ABOUT THIS TASK> All lines from the one with "In this exercise you will mark each instance of the blurred" through the final line of the records below must be written out exactly, with no other text.

TASK INPUT>
:::

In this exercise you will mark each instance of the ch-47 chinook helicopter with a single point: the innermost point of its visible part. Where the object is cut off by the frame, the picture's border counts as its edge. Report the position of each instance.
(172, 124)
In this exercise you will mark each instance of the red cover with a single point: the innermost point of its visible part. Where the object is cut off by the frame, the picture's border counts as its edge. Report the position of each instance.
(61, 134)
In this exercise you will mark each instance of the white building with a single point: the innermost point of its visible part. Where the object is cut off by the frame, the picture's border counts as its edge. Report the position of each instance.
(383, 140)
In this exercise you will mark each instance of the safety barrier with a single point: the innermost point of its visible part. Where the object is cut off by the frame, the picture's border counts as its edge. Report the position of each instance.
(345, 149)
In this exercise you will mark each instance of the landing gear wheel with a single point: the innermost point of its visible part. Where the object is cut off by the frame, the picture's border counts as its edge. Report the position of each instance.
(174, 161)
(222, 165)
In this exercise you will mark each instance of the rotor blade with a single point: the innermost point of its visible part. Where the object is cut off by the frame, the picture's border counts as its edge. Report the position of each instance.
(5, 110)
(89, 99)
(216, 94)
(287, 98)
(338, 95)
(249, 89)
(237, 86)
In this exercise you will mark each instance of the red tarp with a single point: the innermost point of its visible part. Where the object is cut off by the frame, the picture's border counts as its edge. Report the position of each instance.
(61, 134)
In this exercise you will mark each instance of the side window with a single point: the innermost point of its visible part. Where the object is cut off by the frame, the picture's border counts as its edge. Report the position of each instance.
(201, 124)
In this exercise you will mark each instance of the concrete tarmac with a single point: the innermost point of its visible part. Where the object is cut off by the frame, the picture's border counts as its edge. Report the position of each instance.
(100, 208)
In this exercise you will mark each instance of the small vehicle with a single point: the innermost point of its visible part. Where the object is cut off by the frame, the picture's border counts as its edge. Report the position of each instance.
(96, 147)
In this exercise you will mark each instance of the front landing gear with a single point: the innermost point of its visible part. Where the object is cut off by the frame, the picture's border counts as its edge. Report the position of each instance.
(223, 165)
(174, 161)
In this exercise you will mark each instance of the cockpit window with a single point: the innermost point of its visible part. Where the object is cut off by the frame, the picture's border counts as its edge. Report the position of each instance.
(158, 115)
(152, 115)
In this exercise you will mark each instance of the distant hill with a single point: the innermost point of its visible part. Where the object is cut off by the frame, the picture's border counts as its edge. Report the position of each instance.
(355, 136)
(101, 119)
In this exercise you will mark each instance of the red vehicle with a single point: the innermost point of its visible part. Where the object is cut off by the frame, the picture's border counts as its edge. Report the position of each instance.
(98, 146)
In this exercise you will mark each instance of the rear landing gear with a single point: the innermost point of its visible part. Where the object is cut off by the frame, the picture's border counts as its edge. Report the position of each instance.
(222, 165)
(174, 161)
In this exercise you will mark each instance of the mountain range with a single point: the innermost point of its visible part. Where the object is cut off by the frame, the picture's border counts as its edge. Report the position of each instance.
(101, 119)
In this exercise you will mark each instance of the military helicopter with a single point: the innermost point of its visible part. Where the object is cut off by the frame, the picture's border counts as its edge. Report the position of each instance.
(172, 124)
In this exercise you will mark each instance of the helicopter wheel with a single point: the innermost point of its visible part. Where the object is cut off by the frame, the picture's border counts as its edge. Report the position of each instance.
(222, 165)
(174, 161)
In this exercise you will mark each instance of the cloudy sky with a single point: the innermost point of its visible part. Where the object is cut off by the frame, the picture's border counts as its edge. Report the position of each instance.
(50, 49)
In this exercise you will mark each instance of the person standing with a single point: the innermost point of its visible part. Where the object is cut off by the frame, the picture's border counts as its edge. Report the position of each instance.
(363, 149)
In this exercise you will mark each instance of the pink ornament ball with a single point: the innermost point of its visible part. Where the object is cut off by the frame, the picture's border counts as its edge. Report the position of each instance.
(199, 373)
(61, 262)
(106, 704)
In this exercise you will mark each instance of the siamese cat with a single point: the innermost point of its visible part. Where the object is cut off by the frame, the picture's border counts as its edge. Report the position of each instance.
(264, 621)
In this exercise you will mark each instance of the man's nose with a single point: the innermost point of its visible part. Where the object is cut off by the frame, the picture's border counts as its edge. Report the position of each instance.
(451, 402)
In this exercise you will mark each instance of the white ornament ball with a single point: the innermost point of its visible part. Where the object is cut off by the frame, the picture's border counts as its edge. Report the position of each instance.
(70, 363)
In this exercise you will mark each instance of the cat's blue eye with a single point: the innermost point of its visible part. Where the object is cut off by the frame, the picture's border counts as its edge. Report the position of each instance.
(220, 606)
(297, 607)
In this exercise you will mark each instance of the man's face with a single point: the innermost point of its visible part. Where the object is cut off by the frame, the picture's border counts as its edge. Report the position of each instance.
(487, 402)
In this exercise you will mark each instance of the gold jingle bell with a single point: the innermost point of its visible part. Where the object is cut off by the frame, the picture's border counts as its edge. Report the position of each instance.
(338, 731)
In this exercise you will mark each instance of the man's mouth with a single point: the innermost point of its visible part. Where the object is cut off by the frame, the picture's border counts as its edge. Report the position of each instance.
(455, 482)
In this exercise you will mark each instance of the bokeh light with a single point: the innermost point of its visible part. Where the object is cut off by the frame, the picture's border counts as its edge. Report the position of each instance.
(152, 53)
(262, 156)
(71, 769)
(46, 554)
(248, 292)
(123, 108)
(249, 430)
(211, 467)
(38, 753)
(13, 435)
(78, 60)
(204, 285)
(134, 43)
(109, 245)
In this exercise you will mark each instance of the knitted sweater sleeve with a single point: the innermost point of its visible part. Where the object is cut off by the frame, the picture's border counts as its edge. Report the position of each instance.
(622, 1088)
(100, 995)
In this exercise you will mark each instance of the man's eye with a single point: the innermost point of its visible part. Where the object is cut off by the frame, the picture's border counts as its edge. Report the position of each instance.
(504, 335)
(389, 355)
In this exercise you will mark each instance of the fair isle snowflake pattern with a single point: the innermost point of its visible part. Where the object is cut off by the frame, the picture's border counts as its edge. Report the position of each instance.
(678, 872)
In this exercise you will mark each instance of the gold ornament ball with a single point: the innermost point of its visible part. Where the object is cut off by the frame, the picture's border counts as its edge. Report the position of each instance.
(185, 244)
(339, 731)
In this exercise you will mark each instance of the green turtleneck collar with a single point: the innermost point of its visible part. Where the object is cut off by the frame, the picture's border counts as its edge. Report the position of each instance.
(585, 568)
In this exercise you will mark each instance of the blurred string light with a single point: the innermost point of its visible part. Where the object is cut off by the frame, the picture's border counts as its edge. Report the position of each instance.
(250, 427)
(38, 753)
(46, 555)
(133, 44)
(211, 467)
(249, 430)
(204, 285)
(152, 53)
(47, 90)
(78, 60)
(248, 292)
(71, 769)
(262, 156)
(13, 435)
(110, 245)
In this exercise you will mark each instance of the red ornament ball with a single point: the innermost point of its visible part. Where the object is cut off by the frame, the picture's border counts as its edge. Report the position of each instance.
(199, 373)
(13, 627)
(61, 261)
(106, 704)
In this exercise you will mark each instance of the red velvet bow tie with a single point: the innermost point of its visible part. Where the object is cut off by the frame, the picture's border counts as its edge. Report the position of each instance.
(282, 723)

:::

EXERCISE RESULT>
In this exercise you will mark each instance of the blurred string light with a single point: the innermost point of its visible part. Where the object is cut off by the frame, the picture's border counts as its edge. Report the position of each instance.
(250, 427)
(38, 753)
(46, 555)
(133, 44)
(211, 467)
(249, 430)
(204, 285)
(152, 53)
(47, 90)
(78, 60)
(248, 292)
(71, 769)
(262, 156)
(13, 435)
(110, 245)
In this exercise you will mark each instance of the red ornament ball with a single point: the innermost point of its visible part. Where the object is cut off by the frame, the picture's border counts as its edge. Report the position of each instance.
(199, 373)
(13, 627)
(61, 261)
(106, 704)
In this exercise you will mark each instance of the red velvet bow tie with a single point: the innermost point of its visible part. Where the object is cut off by the frame, the picture's border counts as its edge. Report the position of each instance.
(282, 723)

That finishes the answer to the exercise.